▶ **REQUEST 1**
Answer these questions about the biography of Rodrigo García Barcha:
(a) For which web series did he win an IAWTV Award, and in what year?
(b) In what city was he born?
(c) In what year did he release his first memoir?

Rodrigo García Barcha (born 24 August 1959) is a Colombian and Mexican television and film director, screenwriter, author and former cinematographer, best known for his films Nine Lives (2005), Mother and Child (2009), Albert Nobbs (2011), Last Days in the Desert (2015), as well as his work on the HBO drama series In Treatment. He also created, wrote, and directed the award-winning web series Blue (2012–2015), starring Julia Stiles, for which he won an IAWTV Award in 2014. In 2021 García released his first memoir, A Farewell to Gabo and Mercedes: A Son's Memoir of Gabriel García Márquez and Mercedes Barcha.

Life and career
García was born in Bogotá, Colombia, the son of Colombian Nobel-winner writer Gabriel García Márquez and Mercedes Barcha Pardo. Because of his father, he grew up around Carlos Fuentes, Julio Cortázar, Pablo Neruda and Luis Buñuel.

Examples of point labeling:
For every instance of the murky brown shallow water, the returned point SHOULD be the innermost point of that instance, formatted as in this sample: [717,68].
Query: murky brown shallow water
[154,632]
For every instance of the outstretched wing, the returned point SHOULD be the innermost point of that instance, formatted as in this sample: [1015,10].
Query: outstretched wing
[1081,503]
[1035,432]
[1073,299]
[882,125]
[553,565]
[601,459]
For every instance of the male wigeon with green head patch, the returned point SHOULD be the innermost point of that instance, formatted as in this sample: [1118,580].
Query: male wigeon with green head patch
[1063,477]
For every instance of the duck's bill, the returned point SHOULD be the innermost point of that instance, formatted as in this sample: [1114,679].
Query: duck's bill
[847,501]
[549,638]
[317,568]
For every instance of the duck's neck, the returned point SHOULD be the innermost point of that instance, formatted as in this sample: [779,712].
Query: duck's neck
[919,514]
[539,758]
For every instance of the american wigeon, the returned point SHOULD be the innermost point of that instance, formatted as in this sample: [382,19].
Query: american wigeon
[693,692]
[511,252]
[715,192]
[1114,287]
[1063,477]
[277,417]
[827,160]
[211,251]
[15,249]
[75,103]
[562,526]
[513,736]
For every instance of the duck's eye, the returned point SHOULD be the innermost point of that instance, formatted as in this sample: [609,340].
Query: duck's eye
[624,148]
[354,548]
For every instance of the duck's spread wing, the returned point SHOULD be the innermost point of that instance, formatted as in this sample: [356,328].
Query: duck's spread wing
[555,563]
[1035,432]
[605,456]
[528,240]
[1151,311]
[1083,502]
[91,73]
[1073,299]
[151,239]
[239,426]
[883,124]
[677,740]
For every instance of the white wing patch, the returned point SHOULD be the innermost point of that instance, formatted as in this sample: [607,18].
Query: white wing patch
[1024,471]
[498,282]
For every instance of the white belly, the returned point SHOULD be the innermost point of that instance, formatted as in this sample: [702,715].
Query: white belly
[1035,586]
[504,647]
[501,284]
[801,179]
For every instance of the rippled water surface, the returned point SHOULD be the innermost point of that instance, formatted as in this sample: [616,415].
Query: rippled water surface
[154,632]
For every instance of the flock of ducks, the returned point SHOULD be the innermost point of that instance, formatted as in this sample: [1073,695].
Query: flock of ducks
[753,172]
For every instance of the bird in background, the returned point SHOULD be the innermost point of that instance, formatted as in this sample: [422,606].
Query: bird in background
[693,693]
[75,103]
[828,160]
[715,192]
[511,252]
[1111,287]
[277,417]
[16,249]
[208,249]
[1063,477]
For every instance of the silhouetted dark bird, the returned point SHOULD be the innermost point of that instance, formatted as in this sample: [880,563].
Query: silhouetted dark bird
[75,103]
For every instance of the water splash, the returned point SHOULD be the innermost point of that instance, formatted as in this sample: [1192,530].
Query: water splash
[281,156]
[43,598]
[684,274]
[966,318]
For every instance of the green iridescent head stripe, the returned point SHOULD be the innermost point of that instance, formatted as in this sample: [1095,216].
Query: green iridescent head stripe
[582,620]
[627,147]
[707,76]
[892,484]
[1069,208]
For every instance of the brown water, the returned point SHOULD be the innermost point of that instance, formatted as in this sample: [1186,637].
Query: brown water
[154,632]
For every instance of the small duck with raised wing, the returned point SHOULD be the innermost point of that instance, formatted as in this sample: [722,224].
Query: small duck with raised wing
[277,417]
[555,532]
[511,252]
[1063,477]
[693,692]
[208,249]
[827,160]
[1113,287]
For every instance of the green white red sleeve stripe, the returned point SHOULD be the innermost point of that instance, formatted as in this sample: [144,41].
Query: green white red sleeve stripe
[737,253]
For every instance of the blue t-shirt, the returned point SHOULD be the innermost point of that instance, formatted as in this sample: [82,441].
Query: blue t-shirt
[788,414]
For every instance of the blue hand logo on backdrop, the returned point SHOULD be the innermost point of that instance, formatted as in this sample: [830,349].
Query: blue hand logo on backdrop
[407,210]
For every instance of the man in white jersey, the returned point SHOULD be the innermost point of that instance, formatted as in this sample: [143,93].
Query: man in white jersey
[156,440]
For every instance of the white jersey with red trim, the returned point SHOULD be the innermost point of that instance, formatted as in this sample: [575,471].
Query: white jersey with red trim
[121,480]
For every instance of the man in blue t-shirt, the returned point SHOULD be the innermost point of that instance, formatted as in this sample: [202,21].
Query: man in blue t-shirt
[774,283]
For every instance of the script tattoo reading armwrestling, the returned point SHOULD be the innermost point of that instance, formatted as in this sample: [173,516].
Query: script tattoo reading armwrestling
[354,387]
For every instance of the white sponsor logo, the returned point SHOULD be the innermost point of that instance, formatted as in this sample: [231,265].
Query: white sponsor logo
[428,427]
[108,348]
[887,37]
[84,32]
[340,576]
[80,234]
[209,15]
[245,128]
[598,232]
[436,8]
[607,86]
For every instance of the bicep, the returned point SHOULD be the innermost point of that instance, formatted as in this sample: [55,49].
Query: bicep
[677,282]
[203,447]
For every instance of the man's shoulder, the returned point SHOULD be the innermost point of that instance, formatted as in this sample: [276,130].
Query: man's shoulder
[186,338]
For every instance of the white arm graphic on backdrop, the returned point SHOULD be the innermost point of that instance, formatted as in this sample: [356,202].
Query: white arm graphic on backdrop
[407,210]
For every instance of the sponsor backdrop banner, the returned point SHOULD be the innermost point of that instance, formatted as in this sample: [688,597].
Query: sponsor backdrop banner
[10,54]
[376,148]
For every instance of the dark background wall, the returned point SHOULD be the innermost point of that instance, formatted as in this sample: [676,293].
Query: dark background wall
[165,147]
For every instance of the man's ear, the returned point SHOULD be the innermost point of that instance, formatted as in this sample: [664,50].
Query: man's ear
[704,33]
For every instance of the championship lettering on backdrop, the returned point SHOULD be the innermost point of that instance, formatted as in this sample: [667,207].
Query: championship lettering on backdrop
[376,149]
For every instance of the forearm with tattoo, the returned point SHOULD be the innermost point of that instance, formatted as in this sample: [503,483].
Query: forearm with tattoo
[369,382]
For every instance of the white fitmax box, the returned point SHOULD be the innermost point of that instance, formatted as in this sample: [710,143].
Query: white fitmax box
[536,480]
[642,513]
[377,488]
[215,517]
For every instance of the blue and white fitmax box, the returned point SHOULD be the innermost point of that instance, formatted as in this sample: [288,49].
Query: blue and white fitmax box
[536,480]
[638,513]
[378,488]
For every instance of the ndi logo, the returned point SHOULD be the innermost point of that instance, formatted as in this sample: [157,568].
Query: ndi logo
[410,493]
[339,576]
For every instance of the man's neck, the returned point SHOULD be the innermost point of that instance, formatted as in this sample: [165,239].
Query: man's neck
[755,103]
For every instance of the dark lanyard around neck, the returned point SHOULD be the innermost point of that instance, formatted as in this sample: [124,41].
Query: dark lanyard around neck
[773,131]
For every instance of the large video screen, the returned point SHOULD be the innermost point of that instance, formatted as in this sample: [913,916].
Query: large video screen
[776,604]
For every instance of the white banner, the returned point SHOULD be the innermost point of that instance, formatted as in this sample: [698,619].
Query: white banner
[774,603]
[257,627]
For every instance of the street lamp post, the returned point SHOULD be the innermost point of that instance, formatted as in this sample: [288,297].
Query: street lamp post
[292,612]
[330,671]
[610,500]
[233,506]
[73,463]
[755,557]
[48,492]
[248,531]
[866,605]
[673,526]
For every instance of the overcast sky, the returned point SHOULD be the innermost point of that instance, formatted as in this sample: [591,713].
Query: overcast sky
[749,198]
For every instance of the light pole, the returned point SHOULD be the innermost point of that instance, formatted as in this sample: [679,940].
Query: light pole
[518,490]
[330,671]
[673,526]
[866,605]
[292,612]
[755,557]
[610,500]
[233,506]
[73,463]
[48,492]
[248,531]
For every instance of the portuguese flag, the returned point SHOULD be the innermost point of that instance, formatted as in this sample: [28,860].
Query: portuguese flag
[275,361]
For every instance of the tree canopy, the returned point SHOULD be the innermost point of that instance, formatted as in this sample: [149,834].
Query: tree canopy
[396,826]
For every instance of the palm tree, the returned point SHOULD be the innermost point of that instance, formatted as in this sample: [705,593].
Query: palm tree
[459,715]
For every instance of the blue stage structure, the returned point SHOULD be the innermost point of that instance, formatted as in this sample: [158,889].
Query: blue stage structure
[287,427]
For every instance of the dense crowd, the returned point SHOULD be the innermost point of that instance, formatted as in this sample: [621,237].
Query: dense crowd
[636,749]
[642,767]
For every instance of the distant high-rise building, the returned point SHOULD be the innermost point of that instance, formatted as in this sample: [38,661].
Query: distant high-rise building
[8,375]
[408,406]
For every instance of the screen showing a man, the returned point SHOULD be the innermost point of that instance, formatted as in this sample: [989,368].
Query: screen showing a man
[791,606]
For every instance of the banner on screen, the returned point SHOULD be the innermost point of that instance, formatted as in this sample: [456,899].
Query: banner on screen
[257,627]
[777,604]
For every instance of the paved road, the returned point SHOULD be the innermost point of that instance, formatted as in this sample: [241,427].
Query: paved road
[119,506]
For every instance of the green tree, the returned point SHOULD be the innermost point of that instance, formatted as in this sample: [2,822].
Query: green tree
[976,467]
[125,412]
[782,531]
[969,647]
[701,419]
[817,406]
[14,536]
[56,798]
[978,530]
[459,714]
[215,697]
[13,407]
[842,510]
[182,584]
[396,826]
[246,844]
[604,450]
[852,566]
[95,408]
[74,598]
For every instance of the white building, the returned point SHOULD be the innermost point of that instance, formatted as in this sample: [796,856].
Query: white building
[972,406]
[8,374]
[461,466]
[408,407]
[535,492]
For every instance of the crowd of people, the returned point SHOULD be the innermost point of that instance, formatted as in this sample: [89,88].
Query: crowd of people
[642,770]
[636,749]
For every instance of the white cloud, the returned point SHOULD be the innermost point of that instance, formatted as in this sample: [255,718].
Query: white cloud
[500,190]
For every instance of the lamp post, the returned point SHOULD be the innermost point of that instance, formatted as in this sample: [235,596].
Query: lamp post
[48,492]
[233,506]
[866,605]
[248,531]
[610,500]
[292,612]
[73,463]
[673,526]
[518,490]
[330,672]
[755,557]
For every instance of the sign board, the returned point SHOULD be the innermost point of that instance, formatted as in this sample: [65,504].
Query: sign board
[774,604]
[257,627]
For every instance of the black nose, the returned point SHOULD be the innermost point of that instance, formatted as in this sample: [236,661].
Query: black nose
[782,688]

▶ **REQUEST 2**
Retype the rows character for character, beginning at the line that contains "For every instance of the white cloud, the" and stopping after the final row.

▶ **EXERCISE OUTPUT 1**
(a) Blue, in 2014
(b) Bogotá, Colombia
(c) 2021

▶ **EXERCISE OUTPUT 2**
For every instance of the white cloud, the returned point SHOULD be the innermost point of that instance, formatted as in this sample: [255,718].
Query: white cloud
[500,190]
For every instance of the lamp post, the returned point SHOULD be the innermost point of that instance, formatted as in this sample: [235,596].
Query: lamp post
[48,492]
[233,506]
[866,605]
[248,531]
[610,500]
[292,612]
[73,463]
[673,526]
[518,490]
[330,672]
[755,557]
For every instance of the sign board, the returned point SHOULD be the innermost point of that instance, formatted as in this sample: [65,504].
Query: sign board
[774,604]
[257,627]
For every instance of the black nose, the returned point SHOULD be the innermost point of that instance, formatted as in this sample: [236,661].
Query: black nose
[782,688]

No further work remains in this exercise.